Aim of the exercise ->
Repeat the lines of the data exactly and exclude any picture among them.

Task input ->
━━━━━━

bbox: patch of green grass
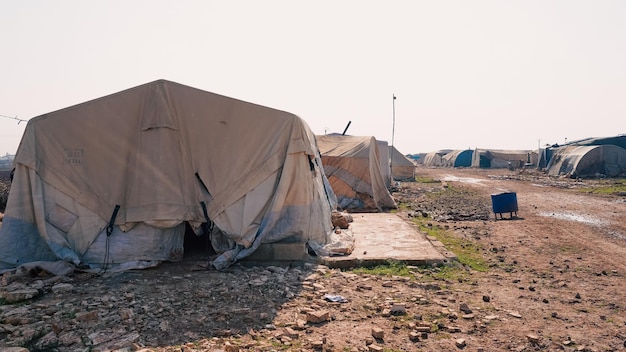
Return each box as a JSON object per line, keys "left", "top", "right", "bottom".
{"left": 576, "top": 179, "right": 626, "bottom": 195}
{"left": 395, "top": 202, "right": 412, "bottom": 211}
{"left": 411, "top": 217, "right": 488, "bottom": 274}
{"left": 558, "top": 244, "right": 582, "bottom": 254}
{"left": 423, "top": 264, "right": 467, "bottom": 282}
{"left": 267, "top": 339, "right": 304, "bottom": 350}
{"left": 434, "top": 332, "right": 452, "bottom": 340}
{"left": 350, "top": 260, "right": 415, "bottom": 278}
{"left": 415, "top": 176, "right": 440, "bottom": 184}
{"left": 349, "top": 211, "right": 489, "bottom": 283}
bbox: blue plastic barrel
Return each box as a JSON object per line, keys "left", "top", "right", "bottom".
{"left": 491, "top": 192, "right": 518, "bottom": 219}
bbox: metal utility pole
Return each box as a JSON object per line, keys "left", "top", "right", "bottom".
{"left": 390, "top": 94, "right": 396, "bottom": 185}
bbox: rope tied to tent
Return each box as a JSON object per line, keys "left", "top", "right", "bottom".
{"left": 196, "top": 173, "right": 215, "bottom": 234}
{"left": 100, "top": 204, "right": 120, "bottom": 274}
{"left": 200, "top": 201, "right": 214, "bottom": 233}
{"left": 200, "top": 201, "right": 215, "bottom": 258}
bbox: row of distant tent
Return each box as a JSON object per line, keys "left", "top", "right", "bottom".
{"left": 0, "top": 154, "right": 15, "bottom": 171}
{"left": 0, "top": 79, "right": 414, "bottom": 273}
{"left": 411, "top": 135, "right": 626, "bottom": 179}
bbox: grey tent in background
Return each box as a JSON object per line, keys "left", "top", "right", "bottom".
{"left": 422, "top": 150, "right": 451, "bottom": 167}
{"left": 545, "top": 145, "right": 626, "bottom": 178}
{"left": 538, "top": 135, "right": 626, "bottom": 169}
{"left": 441, "top": 149, "right": 474, "bottom": 168}
{"left": 0, "top": 80, "right": 336, "bottom": 272}
{"left": 472, "top": 149, "right": 538, "bottom": 168}
{"left": 316, "top": 134, "right": 397, "bottom": 212}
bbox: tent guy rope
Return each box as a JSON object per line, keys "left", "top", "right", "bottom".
{"left": 0, "top": 114, "right": 28, "bottom": 124}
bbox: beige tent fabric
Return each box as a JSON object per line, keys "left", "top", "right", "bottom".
{"left": 389, "top": 146, "right": 416, "bottom": 181}
{"left": 422, "top": 151, "right": 447, "bottom": 167}
{"left": 1, "top": 80, "right": 334, "bottom": 271}
{"left": 316, "top": 135, "right": 396, "bottom": 211}
{"left": 376, "top": 140, "right": 391, "bottom": 187}
{"left": 376, "top": 141, "right": 416, "bottom": 183}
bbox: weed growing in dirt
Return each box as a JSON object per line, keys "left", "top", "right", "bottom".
{"left": 350, "top": 260, "right": 415, "bottom": 278}
{"left": 576, "top": 178, "right": 626, "bottom": 195}
{"left": 410, "top": 217, "right": 488, "bottom": 273}
{"left": 348, "top": 216, "right": 489, "bottom": 283}
{"left": 415, "top": 176, "right": 440, "bottom": 184}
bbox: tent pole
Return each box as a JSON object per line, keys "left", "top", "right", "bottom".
{"left": 390, "top": 94, "right": 396, "bottom": 186}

━━━━━━

Result for this task ->
bbox: patch of green grass
Return each box as a JSON object per line, keys "left", "top", "right", "bottom".
{"left": 576, "top": 179, "right": 626, "bottom": 195}
{"left": 395, "top": 202, "right": 412, "bottom": 211}
{"left": 411, "top": 217, "right": 488, "bottom": 274}
{"left": 558, "top": 244, "right": 582, "bottom": 254}
{"left": 423, "top": 264, "right": 467, "bottom": 282}
{"left": 267, "top": 339, "right": 304, "bottom": 350}
{"left": 434, "top": 332, "right": 452, "bottom": 340}
{"left": 350, "top": 260, "right": 415, "bottom": 278}
{"left": 415, "top": 176, "right": 440, "bottom": 184}
{"left": 349, "top": 211, "right": 489, "bottom": 283}
bbox: blue plastic barrel
Return each box as a JSON object per line, keys "left", "top", "right", "bottom".
{"left": 491, "top": 192, "right": 518, "bottom": 219}
bbox: metal utility pole
Return each box as a JSON object per line, keys "left", "top", "right", "bottom".
{"left": 390, "top": 94, "right": 396, "bottom": 185}
bbox: rope tied to tent
Return each box as a JSON object per line, keys "left", "top", "right", "bottom".
{"left": 196, "top": 173, "right": 215, "bottom": 234}
{"left": 100, "top": 204, "right": 120, "bottom": 274}
{"left": 200, "top": 201, "right": 214, "bottom": 233}
{"left": 200, "top": 201, "right": 215, "bottom": 258}
bbox: row of distant tent
Return each box as a JSON object per line, keys "left", "top", "right", "bottom".
{"left": 0, "top": 154, "right": 15, "bottom": 171}
{"left": 0, "top": 79, "right": 414, "bottom": 273}
{"left": 411, "top": 135, "right": 626, "bottom": 179}
bbox: grey tent in background
Return each box as a JSON object per line, keys "left", "top", "right", "bottom".
{"left": 422, "top": 150, "right": 451, "bottom": 167}
{"left": 545, "top": 145, "right": 626, "bottom": 178}
{"left": 538, "top": 135, "right": 626, "bottom": 169}
{"left": 441, "top": 149, "right": 474, "bottom": 168}
{"left": 0, "top": 80, "right": 336, "bottom": 272}
{"left": 472, "top": 149, "right": 538, "bottom": 168}
{"left": 316, "top": 134, "right": 397, "bottom": 212}
bbox: tent guy rope
Return each box as a JSON object per line, keys "left", "top", "right", "bottom".
{"left": 0, "top": 114, "right": 28, "bottom": 124}
bbox: beige tent fabric
Return each box as a JSON object per line, keys "left", "top", "right", "bottom".
{"left": 389, "top": 146, "right": 416, "bottom": 181}
{"left": 422, "top": 151, "right": 447, "bottom": 167}
{"left": 1, "top": 80, "right": 334, "bottom": 271}
{"left": 316, "top": 135, "right": 396, "bottom": 211}
{"left": 376, "top": 140, "right": 391, "bottom": 187}
{"left": 376, "top": 141, "right": 416, "bottom": 183}
bbox: weed growing in dirt
Return each box as a JSON object per line, keys "left", "top", "right", "bottom".
{"left": 350, "top": 260, "right": 415, "bottom": 278}
{"left": 576, "top": 178, "right": 626, "bottom": 195}
{"left": 410, "top": 217, "right": 488, "bottom": 273}
{"left": 348, "top": 216, "right": 489, "bottom": 283}
{"left": 415, "top": 176, "right": 440, "bottom": 184}
bbox: tent pole
Return each box as a JSON object per line, keys "left", "top", "right", "bottom".
{"left": 390, "top": 94, "right": 396, "bottom": 186}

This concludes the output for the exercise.